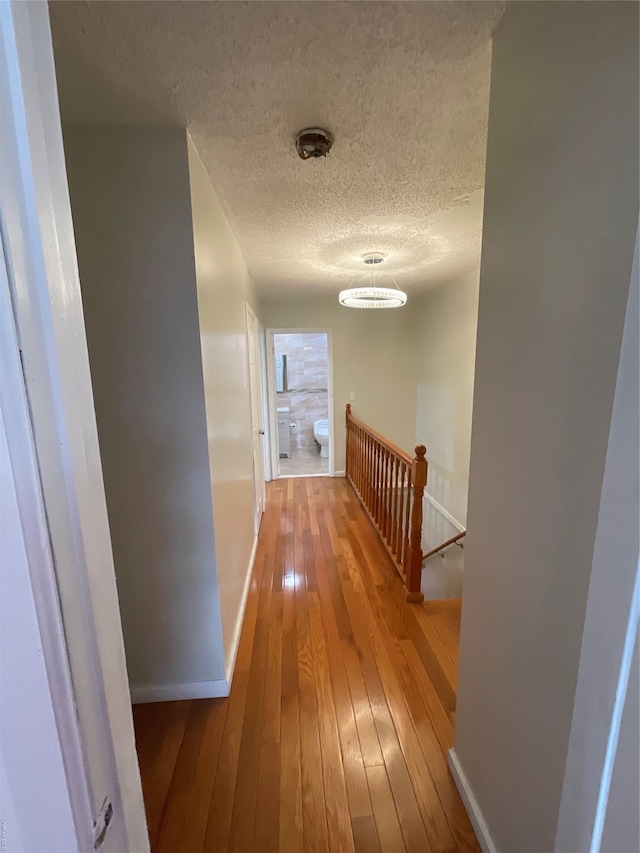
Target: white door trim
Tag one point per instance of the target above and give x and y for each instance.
(255, 392)
(46, 304)
(272, 398)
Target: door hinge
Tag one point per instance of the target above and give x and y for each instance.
(101, 824)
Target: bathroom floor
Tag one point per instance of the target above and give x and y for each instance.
(303, 461)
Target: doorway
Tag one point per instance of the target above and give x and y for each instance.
(301, 402)
(257, 428)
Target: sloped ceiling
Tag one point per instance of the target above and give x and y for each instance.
(403, 87)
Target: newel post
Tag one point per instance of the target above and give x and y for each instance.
(413, 569)
(347, 465)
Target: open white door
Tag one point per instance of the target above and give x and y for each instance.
(52, 448)
(253, 338)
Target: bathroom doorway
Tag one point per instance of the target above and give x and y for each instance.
(301, 402)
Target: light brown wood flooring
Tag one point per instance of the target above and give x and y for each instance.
(342, 706)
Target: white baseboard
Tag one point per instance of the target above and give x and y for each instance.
(470, 803)
(176, 692)
(235, 642)
(434, 503)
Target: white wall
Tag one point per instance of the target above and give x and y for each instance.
(374, 354)
(131, 206)
(561, 210)
(224, 284)
(609, 624)
(447, 324)
(448, 317)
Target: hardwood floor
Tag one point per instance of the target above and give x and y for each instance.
(334, 736)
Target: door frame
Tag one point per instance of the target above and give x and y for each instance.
(272, 396)
(256, 394)
(53, 364)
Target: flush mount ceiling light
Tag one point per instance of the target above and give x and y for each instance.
(373, 296)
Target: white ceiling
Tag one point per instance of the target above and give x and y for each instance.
(402, 86)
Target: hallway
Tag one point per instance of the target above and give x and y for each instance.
(334, 736)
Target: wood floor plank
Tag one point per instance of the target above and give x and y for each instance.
(335, 732)
(365, 834)
(386, 816)
(199, 798)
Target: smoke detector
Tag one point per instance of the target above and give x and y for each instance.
(313, 142)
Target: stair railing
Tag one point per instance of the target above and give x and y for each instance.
(390, 485)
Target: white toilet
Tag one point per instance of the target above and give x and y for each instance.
(321, 435)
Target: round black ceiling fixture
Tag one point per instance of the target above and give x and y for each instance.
(313, 142)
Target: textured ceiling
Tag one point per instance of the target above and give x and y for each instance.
(402, 86)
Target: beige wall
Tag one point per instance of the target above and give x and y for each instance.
(224, 284)
(446, 349)
(561, 209)
(168, 355)
(448, 317)
(374, 354)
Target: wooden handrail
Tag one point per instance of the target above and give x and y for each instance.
(390, 485)
(444, 545)
(398, 451)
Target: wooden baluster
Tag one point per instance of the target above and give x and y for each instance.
(413, 570)
(363, 472)
(385, 492)
(392, 495)
(377, 485)
(380, 489)
(347, 423)
(396, 506)
(407, 518)
(392, 460)
(400, 543)
(369, 493)
(397, 538)
(383, 502)
(354, 472)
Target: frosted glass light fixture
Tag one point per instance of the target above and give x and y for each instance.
(373, 296)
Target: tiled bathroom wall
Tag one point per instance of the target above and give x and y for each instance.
(307, 383)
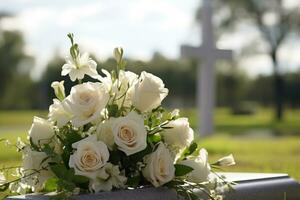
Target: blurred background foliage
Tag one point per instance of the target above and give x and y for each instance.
(245, 118)
(234, 86)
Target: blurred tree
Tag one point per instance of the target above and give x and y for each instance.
(52, 73)
(275, 19)
(15, 66)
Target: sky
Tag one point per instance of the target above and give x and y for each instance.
(139, 26)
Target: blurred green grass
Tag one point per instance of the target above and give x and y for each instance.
(273, 154)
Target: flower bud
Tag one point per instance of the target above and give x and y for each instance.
(59, 89)
(226, 161)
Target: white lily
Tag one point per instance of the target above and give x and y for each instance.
(77, 68)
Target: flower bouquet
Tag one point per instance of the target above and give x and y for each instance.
(112, 134)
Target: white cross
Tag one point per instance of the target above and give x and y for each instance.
(208, 53)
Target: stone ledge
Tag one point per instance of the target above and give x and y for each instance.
(251, 186)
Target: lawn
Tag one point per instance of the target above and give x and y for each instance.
(259, 153)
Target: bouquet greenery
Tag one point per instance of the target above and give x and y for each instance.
(112, 134)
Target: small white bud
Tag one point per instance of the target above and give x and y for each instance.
(59, 89)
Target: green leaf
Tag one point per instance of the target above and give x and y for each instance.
(4, 187)
(115, 157)
(181, 170)
(80, 179)
(154, 138)
(192, 148)
(113, 110)
(61, 196)
(35, 147)
(133, 181)
(50, 185)
(59, 170)
(72, 137)
(64, 185)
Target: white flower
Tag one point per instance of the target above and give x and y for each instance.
(130, 134)
(124, 89)
(2, 178)
(226, 161)
(180, 134)
(121, 89)
(159, 166)
(105, 134)
(41, 131)
(79, 67)
(58, 113)
(86, 101)
(201, 167)
(107, 178)
(34, 161)
(149, 92)
(59, 89)
(90, 156)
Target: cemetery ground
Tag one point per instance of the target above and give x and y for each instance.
(259, 144)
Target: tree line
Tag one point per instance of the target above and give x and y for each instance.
(234, 86)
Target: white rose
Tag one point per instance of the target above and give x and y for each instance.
(34, 161)
(105, 134)
(58, 113)
(159, 166)
(201, 167)
(130, 134)
(90, 156)
(226, 161)
(121, 89)
(107, 178)
(149, 91)
(126, 87)
(41, 131)
(79, 67)
(180, 135)
(2, 178)
(59, 89)
(86, 101)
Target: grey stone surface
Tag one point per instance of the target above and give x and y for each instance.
(251, 186)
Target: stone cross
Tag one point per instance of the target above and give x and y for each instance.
• • • • • • •
Write every record out again exactly; no pictures belong in the copy.

Target: white door trim
Tag one point per instance of the target above and give x and y for each instance.
(255, 392)
(46, 304)
(272, 398)
Target: door hinge
Tag one point per instance of the target above and give x and y for each instance.
(101, 824)
Target: bathroom floor
Tag one point per instance of the target above and give x and y for each instance.
(303, 461)
Target: doorway
Tag one point per instance of the target above and give x and y for each instance.
(301, 402)
(257, 428)
Target: sloped ceiling
Tag one point per instance of the target above and give x and y for each instance.
(403, 87)
Target: newel post
Tag one point per instance of the target above and give x and y for each instance.
(413, 569)
(347, 465)
Target: open white door
Tag one point per instance of the target above and give x and y for each instance.
(52, 448)
(253, 338)
Target: bathroom doorway
Tag one point per instance of the target above and give x and y for each instance.
(301, 402)
Target: light brown wood flooring
Tag one point per instance of the target above and give x and y for each instance.
(342, 706)
Target: white baseboard
Tag one point per instance of the target above and give x and y for each instance.
(470, 803)
(176, 692)
(235, 642)
(434, 503)
Target: white wall
Tag one point per instance of the target above and give x and y for each instance.
(374, 354)
(131, 206)
(561, 210)
(224, 284)
(609, 624)
(447, 324)
(448, 317)
Target: hardwood floor
Tag one point per instance of the target above and give x and y for each instance.
(334, 736)
Target: door frame
Tag one point per instance of the target above and give x and y for each instance.
(272, 396)
(256, 394)
(53, 364)
Target: flush mount ceiling light
Tag one point per instance of the target above and give x and y for each instance.
(373, 296)
Target: white ceiling
Tag one point per instance of the target above and give x and y for each instance.
(402, 86)
Target: hallway
Tag one point per instance of the target above and give x and y for each instance.
(334, 736)
Target: wood floor plank
Tag one point per instance of the target above and give x and y for each instance.
(335, 732)
(365, 834)
(386, 816)
(199, 798)
Target: smoke detector
Tag one point per instance of the target above and give x and y for each instance.
(313, 142)
Target: stair railing
Tag one point per instance of the target above and give x and y for each instance.
(390, 485)
Target: white toilet
Tag one point per instance of the target above and give x and y for each instance.
(321, 435)
Target: round black ceiling fixture
Tag one point per instance of the target above and give x and y for each instance.
(313, 142)
Target: textured ceiling
Tag one point per instance of the target above and give x and y for each instance.
(402, 86)
Target: beige wall
Tag one point per instance of the target above and give x and y for each instance.
(224, 284)
(446, 349)
(561, 209)
(168, 355)
(448, 317)
(374, 354)
Target: wooden handrail
Tag one point per instance of the target above and give x and y for each instance.
(390, 485)
(444, 545)
(398, 451)
Target: wooden baluster
Tag one point per instance of the target above and give x and y for each instance.
(413, 570)
(363, 472)
(385, 492)
(392, 495)
(377, 485)
(380, 489)
(347, 423)
(396, 506)
(407, 518)
(392, 460)
(400, 543)
(369, 493)
(397, 538)
(383, 502)
(354, 472)
Target: frosted glass light fixture
Tag one point per instance of the target above and give x and y for each instance.
(373, 296)
Target: tiled bathroom wall
Tag one point per instance of the target above and give x and y for each instance.
(307, 383)
Target: blurred background foliage
Tag one point per instance of the target above and give x and y for each instance.
(245, 118)
(234, 86)
Target: blurred tree
Tag one point per instance of the target above and give x and y for each instance.
(52, 73)
(275, 19)
(15, 66)
Target: sky
Tag one point per instance of the target above and give x and y for each instance.
(139, 26)
Target: blurred green grass
Tag one point per instance of the target above and give x and y for each instance.
(273, 154)
Target: flower bud
Tag one point per instance of the target above and give x and y for each instance.
(59, 89)
(226, 161)
Target: white lily
Tag one point per instance of the target above and give x and y for each instance.
(77, 68)
Target: flower bouquet
Tag one point per instance of the target above and give x and y for each instance.
(112, 134)
Target: white cross
Tag one point per instance of the target above and give x and y for each instance.
(208, 53)
Target: stone ledge
Tag one point per instance of the target above and give x and y for each instance.
(251, 186)
Target: lawn
Tag one point per instance of the target above and give x and y for each instance.
(259, 153)
Target: bouquet greenery
Tag one point per instance of the target above and give x and y for each instance.
(112, 134)
Target: small white bud
Tag one point per instance of the target above and give x and y for each instance.
(59, 89)
Target: green leaf
Tag one point per instance of the target above and give x and y for each instance.
(4, 187)
(115, 157)
(181, 170)
(80, 179)
(154, 138)
(192, 148)
(113, 110)
(61, 196)
(35, 147)
(133, 181)
(50, 185)
(59, 170)
(72, 137)
(64, 185)
Target: white flower
Tag one point per instance of the target above and give x and y for each instance.
(130, 134)
(124, 89)
(2, 178)
(226, 161)
(180, 134)
(121, 89)
(159, 166)
(105, 134)
(41, 131)
(79, 67)
(58, 113)
(86, 101)
(201, 167)
(107, 178)
(34, 161)
(149, 92)
(59, 89)
(90, 156)
Target: cemetery ground
Tag one point per instance of the target above and give x and y for each instance.
(259, 144)
Target: tree line
Tag one point per instance of the target above and give x and y for each instance.
(234, 86)
Target: white rose
Tag one point per instance of the target above and give x and y for each instance.
(34, 161)
(105, 134)
(58, 113)
(159, 166)
(201, 167)
(130, 134)
(90, 156)
(226, 161)
(121, 89)
(107, 178)
(149, 91)
(126, 87)
(41, 131)
(79, 67)
(180, 135)
(2, 178)
(59, 89)
(86, 101)
Target: grey stone surface
Tag one point per instance of the target above and give x and y for each instance.
(251, 186)
Target: stone cross
Tag one point per instance of the target above and give x and y for each instance.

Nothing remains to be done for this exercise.